----- Cuplikan Dokumen
Anies Rasyid Baswedan dalam Simulasi Kepemimpinan Nasional: Antara Retorika, Realitas dan Resiko
Penulis: Opini
Rabu, 10 September 2025 | 679 views
Dr. Syaifuddin, M.Si., CICS. (Dok)
Presisi.co - Sosok Anies Baswedan sejak lama menjadi magnet dalam percaturan politik nasional kita. Anies menapaki politik nasional dengan citra intelektual yang penuh gagasan. Ketika mulai tampil di panggung politik, Anies telah memperlihatkan kemampuan mengolah narasi politik yang mampu memikat perhatian publik dengan etika retorika komunikasi politik yang khas. Namun, pepatah mengatakan, "memimpin bukan sekadar kata-kata, tetapi membuktikan," rekam jejaknya-pun meninggalkan jejak perdebatan tajam antara keberhasilan dan kelemahan.
Perdebatan komunikasi politik tentang kualitas kepemimpinan nasional di Indonesia kerap berpusat pada sosok figur politik yang memiliki rekam jejak panjang, seperti sosok Anies Baswedan. Perpaduan latar akademisi dan sekaligus politisi telah menjadikan Anies salah satu aktor politik yang menarik untuk dikaji. Dalam konteks komunikasi politik, Anies tidak hanya menghadirkan narasi perubahan, tetapi juga menampilkan gaya komunikasi yang menekankan aspek retorika yang kuat. Namun demikian, efektivitas retorika tersebut masih memunculkan pertanyaan ketika dihadapkan pada soal capaian konkret kebijakan publik.
----------
Soal Latihan
Tuliskan kembali secara persis bagian opini tentang Anies Baswedan, dari "Perdebatan komunikasi politik" hingga "konkret kebijakan publik.", kedua batas itu ikut disertakan. Entri-entri ini diambil dari sumber yang berbeda.
----- Data Tersimpan
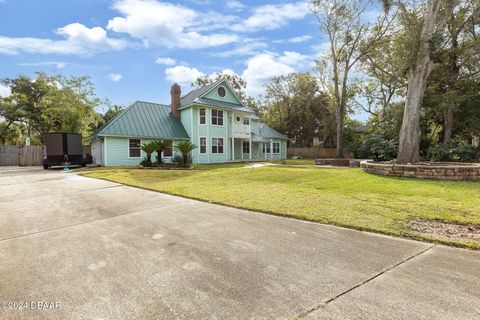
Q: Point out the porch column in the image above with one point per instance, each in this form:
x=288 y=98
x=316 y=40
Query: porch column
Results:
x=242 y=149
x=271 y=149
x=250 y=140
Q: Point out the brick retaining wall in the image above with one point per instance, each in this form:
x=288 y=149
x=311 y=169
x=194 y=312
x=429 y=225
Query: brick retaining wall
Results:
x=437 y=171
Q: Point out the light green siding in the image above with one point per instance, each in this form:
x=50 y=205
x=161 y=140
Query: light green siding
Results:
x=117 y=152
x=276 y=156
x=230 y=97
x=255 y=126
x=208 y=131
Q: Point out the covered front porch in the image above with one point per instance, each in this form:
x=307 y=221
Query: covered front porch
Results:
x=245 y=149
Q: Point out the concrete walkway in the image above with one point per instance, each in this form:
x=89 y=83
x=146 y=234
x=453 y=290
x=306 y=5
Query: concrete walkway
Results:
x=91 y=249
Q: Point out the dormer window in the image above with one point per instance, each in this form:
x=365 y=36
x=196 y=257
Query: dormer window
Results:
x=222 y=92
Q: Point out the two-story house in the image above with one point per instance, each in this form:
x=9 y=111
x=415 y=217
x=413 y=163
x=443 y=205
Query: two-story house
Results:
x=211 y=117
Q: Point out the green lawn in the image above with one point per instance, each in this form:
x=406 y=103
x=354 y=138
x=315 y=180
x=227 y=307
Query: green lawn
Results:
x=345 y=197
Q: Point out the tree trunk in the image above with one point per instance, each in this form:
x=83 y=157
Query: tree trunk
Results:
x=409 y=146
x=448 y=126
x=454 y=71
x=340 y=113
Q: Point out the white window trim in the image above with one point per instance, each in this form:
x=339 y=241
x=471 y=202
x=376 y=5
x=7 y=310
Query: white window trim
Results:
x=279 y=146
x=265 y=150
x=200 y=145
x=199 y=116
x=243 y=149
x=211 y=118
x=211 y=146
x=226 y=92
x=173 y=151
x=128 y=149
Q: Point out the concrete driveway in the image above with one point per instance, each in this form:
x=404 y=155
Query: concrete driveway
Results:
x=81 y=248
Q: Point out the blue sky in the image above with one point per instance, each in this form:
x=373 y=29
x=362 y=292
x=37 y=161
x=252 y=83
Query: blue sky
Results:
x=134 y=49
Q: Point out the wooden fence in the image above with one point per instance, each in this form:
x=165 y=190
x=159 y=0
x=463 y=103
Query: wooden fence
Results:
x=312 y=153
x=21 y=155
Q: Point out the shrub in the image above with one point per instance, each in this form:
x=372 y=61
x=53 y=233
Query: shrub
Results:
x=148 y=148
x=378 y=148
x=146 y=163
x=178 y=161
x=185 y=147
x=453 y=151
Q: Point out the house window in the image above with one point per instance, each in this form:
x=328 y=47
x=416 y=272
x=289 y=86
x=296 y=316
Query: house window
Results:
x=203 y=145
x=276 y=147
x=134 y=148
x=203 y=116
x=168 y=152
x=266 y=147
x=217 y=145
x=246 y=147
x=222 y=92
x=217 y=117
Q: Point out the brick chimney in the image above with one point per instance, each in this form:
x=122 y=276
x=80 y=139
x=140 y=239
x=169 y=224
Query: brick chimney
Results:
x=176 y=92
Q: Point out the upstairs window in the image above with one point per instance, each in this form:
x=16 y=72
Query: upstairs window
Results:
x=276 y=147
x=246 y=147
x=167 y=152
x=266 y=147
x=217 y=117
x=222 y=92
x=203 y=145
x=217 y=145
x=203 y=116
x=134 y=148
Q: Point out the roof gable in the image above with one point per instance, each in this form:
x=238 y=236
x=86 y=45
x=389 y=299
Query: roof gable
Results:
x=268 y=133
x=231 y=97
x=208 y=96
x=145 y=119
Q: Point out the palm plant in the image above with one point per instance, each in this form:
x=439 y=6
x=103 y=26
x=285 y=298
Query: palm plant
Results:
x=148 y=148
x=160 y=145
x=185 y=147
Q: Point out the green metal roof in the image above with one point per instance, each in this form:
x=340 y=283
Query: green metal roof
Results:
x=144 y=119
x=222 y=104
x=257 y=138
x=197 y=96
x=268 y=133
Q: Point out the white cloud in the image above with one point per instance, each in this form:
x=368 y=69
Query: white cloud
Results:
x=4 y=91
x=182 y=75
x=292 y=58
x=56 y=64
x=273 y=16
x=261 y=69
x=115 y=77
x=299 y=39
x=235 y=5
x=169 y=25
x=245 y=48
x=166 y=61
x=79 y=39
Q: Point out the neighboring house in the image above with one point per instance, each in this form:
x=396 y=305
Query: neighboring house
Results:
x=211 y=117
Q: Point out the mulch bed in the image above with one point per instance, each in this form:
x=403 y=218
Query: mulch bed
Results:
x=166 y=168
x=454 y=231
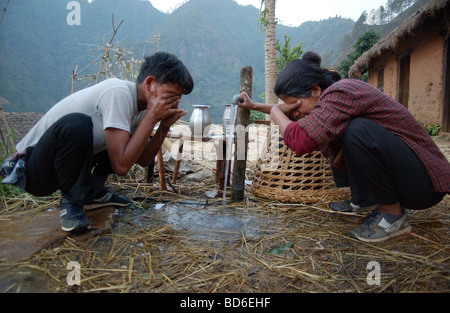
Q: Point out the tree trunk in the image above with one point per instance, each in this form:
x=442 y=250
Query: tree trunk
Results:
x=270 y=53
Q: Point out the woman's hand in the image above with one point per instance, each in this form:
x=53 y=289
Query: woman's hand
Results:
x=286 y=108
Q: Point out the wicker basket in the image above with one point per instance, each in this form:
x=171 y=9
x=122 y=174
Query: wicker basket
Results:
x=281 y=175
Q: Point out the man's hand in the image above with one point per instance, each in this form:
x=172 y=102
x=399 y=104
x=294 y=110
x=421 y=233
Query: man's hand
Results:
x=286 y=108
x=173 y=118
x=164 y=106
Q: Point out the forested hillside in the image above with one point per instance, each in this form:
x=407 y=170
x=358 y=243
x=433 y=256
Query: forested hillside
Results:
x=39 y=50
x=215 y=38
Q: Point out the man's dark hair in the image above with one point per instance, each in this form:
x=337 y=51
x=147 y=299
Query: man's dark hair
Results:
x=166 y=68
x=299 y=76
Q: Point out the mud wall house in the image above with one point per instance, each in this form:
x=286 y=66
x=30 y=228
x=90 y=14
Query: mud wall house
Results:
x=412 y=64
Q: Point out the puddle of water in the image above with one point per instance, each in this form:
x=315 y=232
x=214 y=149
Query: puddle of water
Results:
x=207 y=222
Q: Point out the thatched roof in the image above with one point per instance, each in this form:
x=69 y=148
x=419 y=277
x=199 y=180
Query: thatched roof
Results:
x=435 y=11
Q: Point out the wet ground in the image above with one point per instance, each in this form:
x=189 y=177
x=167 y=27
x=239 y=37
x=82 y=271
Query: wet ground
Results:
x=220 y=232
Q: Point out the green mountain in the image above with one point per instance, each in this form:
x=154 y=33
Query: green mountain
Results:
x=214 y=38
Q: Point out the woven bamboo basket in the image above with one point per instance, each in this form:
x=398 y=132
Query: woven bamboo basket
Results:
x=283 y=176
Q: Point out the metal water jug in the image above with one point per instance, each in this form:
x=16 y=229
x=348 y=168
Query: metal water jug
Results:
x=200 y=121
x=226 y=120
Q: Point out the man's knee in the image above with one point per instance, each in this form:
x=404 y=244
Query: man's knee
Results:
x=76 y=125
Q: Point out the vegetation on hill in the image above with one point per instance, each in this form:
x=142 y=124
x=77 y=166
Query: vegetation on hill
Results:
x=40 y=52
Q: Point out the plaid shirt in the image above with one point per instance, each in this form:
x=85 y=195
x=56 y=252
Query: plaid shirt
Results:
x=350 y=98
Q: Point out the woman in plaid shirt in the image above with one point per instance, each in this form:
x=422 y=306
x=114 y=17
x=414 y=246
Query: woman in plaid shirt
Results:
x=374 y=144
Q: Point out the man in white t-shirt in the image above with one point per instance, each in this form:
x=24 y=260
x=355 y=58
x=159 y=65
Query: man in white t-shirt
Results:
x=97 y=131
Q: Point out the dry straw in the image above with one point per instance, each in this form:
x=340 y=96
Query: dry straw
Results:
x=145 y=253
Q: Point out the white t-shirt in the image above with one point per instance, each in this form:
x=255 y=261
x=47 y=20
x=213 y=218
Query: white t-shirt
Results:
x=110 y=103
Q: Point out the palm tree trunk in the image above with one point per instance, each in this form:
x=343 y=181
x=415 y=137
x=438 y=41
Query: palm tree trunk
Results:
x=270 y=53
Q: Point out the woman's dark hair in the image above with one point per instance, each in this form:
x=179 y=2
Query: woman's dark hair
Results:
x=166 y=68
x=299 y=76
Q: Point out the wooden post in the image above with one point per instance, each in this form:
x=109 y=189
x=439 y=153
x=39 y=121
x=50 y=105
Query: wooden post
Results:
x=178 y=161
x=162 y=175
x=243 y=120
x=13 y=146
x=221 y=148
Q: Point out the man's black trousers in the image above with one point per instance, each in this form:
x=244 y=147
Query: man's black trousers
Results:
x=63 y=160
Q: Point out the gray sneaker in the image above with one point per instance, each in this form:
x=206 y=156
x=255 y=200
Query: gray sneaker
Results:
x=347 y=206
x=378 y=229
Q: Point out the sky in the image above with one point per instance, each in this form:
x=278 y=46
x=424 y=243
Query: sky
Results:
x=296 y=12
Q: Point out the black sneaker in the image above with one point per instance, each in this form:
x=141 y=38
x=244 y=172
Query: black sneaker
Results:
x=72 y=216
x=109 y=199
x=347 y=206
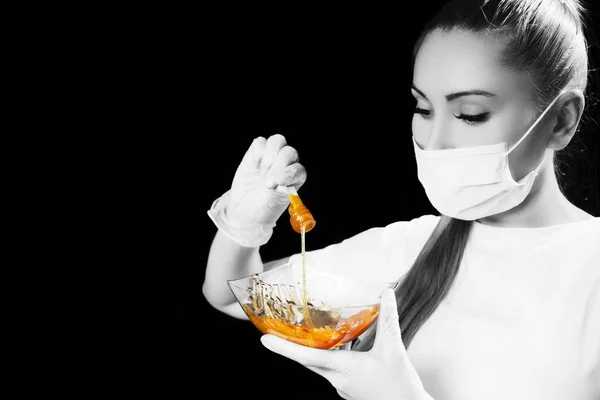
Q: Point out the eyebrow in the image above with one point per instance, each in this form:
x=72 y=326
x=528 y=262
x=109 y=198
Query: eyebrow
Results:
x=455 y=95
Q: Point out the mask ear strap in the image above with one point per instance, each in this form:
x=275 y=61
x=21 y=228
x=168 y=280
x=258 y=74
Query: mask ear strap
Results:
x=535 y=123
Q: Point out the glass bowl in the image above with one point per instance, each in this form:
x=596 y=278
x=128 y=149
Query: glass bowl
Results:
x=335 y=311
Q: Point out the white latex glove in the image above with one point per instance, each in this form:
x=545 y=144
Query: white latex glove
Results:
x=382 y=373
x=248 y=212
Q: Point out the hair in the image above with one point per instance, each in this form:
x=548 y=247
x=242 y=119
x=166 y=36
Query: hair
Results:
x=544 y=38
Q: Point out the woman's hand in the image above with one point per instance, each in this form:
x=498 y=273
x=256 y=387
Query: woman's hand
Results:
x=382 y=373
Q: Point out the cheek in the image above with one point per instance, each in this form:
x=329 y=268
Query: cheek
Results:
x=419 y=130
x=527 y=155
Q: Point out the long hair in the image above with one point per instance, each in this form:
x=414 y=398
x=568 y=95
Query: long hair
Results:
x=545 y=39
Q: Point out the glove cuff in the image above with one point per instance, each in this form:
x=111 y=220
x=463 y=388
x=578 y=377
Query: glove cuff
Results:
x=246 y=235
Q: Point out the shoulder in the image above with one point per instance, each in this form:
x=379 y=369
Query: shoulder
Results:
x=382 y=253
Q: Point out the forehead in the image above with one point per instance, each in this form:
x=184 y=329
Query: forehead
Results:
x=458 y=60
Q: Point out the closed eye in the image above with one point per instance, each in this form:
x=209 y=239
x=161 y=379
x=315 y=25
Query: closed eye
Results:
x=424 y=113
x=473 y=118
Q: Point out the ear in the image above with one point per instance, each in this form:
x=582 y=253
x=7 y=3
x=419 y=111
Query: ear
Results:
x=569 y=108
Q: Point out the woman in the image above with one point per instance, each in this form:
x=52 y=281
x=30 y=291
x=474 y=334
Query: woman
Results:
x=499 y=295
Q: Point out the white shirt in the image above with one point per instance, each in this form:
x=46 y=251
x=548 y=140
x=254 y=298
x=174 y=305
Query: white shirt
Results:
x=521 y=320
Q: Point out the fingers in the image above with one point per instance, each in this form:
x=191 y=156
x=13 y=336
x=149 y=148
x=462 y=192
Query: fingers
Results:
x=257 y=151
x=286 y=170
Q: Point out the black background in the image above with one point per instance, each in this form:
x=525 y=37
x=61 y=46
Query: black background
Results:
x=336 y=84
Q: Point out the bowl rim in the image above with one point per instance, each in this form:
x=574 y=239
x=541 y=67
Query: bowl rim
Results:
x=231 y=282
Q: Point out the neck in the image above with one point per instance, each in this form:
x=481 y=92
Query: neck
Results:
----------
Jawaban
Perdebatan komunikasi politik tentang kualitas kepemimpinan nasional di Indonesia kerap berpusat pada sosok figur politik yang memiliki rekam jejak panjang, seperti sosok Anies Baswedan. Perpaduan latar akademisi dan sekaligus politisi telah menjadikan Anies salah satu aktor politik yang menarik untuk dikaji. Dalam konteks komunikasi politik, Anies tidak hanya menghadirkan narasi perubahan, tetapi juga menampilkan gaya komunikasi yang menekankan aspek retorika yang kuat. Namun demikian, efektivitas retorika tersebut masih memunculkan pertanyaan ketika dihadapkan pada soal capaian konkret kebijakan publik.